─── Page extract ───

The BWAIN

Well, time to show my true geekiness with a series. We’re going to do symbolic integration. You know, anti-derivatives.

Now I know what you’re thinking. “Andrew,” you say, “I loved integration when I was in high school. I got to memorise all these cool formulas which I totally still remember. No matter what the problem, I could handle it! And it’s been so useful in my later life! Besides, I know everything there is to know about integration. Why spoil things?”

Sure, all this is true. But it seems like there’s something wrong with integration. It seems like it is partly art and partly science, there seems to be a lot of guess work, and a lot of dead ends.

In fact, this isn’t necessary. Once upon a time, they used to teach students something called “systematic integration by parts”. But the key thing is that it was systematic. There was a definite procedure to follow, and you usually ended up with the right answer.

Now I don’t know about you, but integration as I was taught it was anything but systematic. It was more like a scattergun approach: Learn a bunch of template formulas, and a bunch of techniques that may or may not work in any given situation.

Clearly this situation is less than satisfactory. And besides, for curiosity’s sake, there are a few things we’d like to know: Given a function, is there an algorithm to compute its integral? And is it complete? That is, will it answer “yes, there is one and here it is”, or “no, there isn’t”?

The answer, of course, is going to depend on what functions you allow. It’s well known that, say, the error function doesn’t have a simple closed form, but that’s also true of sin and cos. But sin and cos are more generally useful and, more to the point, are a bit easier to deal with. We’ll see why later in this series.

There’s also the question of redundancy. For example, $\tan x = \sin x / \cos x$ ‚ so we don’t really “need” tan. Similarly, if we have exponentials and complex numbers, we don’t actually need sin or cos either, because:

$\sin x =\frac{1}{2i} (e^{-ix} - e^{ix})$

(where $i^2 = -1$ ; there’s a similar formula for cos)

The reason for not including this, though, should be fairly obvious. If the integrand only mentions sin and cos, and doesn’t mention exponentials and i$, then we’d like the answer to be in terms of sin and cos. We want to be conservative about what we need to compute these integrals. So we’ll try not to introduce anything extra.

The problem was essentially solved by Robert Risch in his 1969 paper, The Problem of Integration in Finite Terms. Various refinements and improvements have, of course, occurred over the years.

First a bit of notation.

I’m going to use $D$ to be the derivative operator. (We’ll look at exactly what this means in the next article.) So given a function $f$ , we are trying to find a function $g$ such that $Dg = f$ .

─── Dataset content ───

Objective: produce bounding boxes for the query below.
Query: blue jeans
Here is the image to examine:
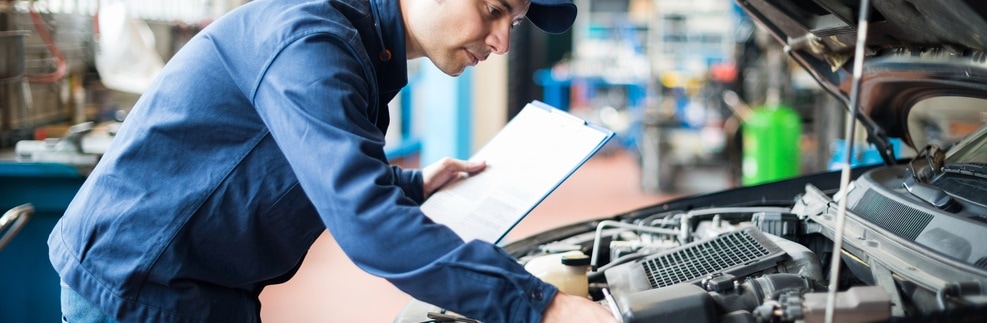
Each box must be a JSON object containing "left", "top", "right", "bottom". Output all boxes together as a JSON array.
[{"left": 61, "top": 282, "right": 116, "bottom": 323}]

───

[To do]
- A) According to the symbolic integration post, who essentially solved the problem, and in which paper?
- B) Sum up the symbolic integration post in two sentences.
- C) Please rewrite the part of the symbolic integration post that opens with the words containing "Now I don’t" and closes with "in this series.", putting "shotgun" in place of "scattergun".
Work only from the symbolic integration post, not from the rows.

[Task-by-task answers]
- A) Robert Risch, in his 1969 paper The Problem of Integration in Finite Terms.

- B) The author opens a series on symbolic integration, saying that integration as usually taught is an unsystematic mix of template formulas and techniques that may or may not work. The series asks whether there is an algorithm that computes a function's integral and can say whether one exists, a problem essentially solved by Robert Risch in his 1969 paper The Problem of Integration in Finite Terms.

- C)
Now I don’t know about you, but integration as I was taught it was anything but systematic. It was more like a shotgun approach: Learn a bunch of template formulas, and a bunch of techniques that may or may not work in any given situation.

Clearly this situation is less than satisfactory. And besides, for curiosity’s sake, there are a few things we’d like to know: Given a function, is there an algorithm to compute its integral? And is it complete? That is, will it answer “yes, there is one and here it is”, or “no, there isn’t”?

The answer, of course, is going to depend on what functions you allow. It’s well known that, say, the error function doesn’t have a simple closed form, but that’s also true of sin and cos. But sin and cos are more generally useful and, more to the point, are a bit easier to deal with. We’ll see why later in this series.